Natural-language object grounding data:
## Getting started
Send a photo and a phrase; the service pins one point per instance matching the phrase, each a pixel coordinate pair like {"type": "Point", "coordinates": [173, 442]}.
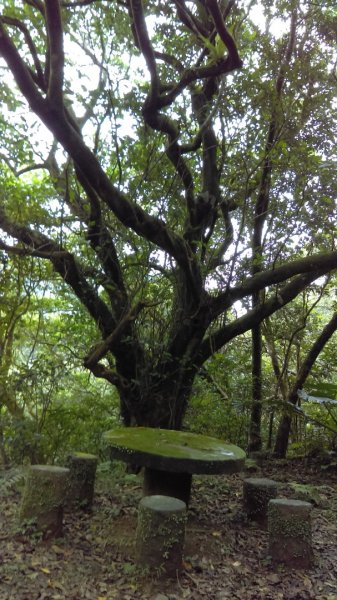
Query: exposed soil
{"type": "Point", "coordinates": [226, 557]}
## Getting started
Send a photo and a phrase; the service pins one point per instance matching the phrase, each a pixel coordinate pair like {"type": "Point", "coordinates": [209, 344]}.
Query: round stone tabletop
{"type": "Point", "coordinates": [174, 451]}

* * *

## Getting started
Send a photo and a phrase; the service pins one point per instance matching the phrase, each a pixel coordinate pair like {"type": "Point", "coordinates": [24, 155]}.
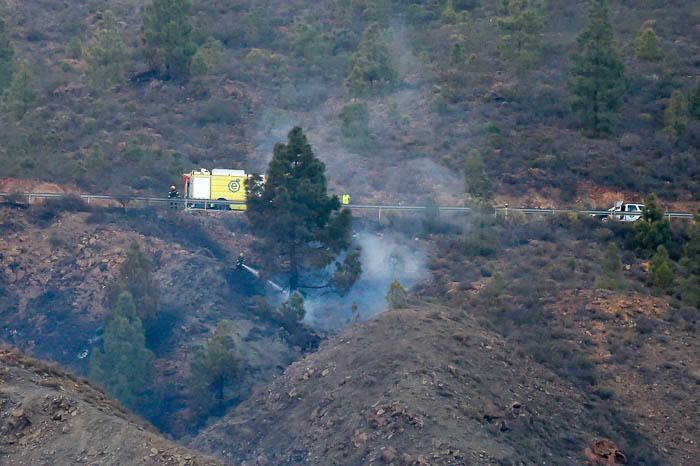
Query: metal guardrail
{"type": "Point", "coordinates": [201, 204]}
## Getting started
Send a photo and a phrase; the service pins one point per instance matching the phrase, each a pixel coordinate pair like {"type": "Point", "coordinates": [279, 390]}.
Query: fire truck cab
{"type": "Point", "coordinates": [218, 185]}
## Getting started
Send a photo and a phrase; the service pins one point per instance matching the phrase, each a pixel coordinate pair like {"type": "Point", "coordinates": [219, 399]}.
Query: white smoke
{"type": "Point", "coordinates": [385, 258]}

---

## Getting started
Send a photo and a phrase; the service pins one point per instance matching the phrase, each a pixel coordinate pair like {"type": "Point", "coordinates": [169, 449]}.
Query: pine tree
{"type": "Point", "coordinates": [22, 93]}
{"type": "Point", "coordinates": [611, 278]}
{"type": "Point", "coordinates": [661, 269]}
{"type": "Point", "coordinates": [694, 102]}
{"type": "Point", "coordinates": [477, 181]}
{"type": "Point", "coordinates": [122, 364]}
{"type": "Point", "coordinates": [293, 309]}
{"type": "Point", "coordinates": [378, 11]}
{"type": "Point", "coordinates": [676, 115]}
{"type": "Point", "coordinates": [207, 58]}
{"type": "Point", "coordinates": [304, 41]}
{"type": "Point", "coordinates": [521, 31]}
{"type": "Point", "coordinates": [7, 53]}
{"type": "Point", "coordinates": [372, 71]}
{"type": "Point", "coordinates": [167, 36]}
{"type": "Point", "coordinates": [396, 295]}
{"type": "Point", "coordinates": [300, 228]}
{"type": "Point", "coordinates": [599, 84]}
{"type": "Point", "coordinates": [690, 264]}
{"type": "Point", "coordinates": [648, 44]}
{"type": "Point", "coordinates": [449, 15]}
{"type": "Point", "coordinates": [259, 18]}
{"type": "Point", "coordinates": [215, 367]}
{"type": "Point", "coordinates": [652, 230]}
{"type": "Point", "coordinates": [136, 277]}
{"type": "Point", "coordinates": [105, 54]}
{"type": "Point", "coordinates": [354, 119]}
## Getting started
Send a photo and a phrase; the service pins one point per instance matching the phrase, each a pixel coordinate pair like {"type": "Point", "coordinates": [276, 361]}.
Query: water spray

■ **Exercise**:
Make a copy of each line in the records above that has the word "service".

■ **Task solution**:
Send a photo and a phrase; the service pins one point per instance matching the phrase, each a pixel coordinate pair like {"type": "Point", "coordinates": [173, 442]}.
Send a photo and a phrase; the service pins one point per instance matching the phrase, each a pixel coordinate pair like {"type": "Point", "coordinates": [209, 344]}.
Send a photo and a phrase; the service pins one point per instance matching the phrase, each a pixel coordinate pair like {"type": "Point", "coordinates": [24, 155]}.
Send a photo and a phrase; the service pins one point per instance matching the phrase, each a pixel coordinate pair like {"type": "Point", "coordinates": [279, 390]}.
Send a photo and a phrase; the service pins one point per instance matching the phrase, each a pixel coordinate pair like {"type": "Point", "coordinates": [219, 399]}.
Send a photo and a phrase; the service pins one point per instance matching the phrase, each a pixel coordinate pair like {"type": "Point", "coordinates": [169, 449]}.
Send a photo and a phrase; the service pins one point per instance matching the phrase, each a pixel coordinate pair like {"type": "Point", "coordinates": [276, 361]}.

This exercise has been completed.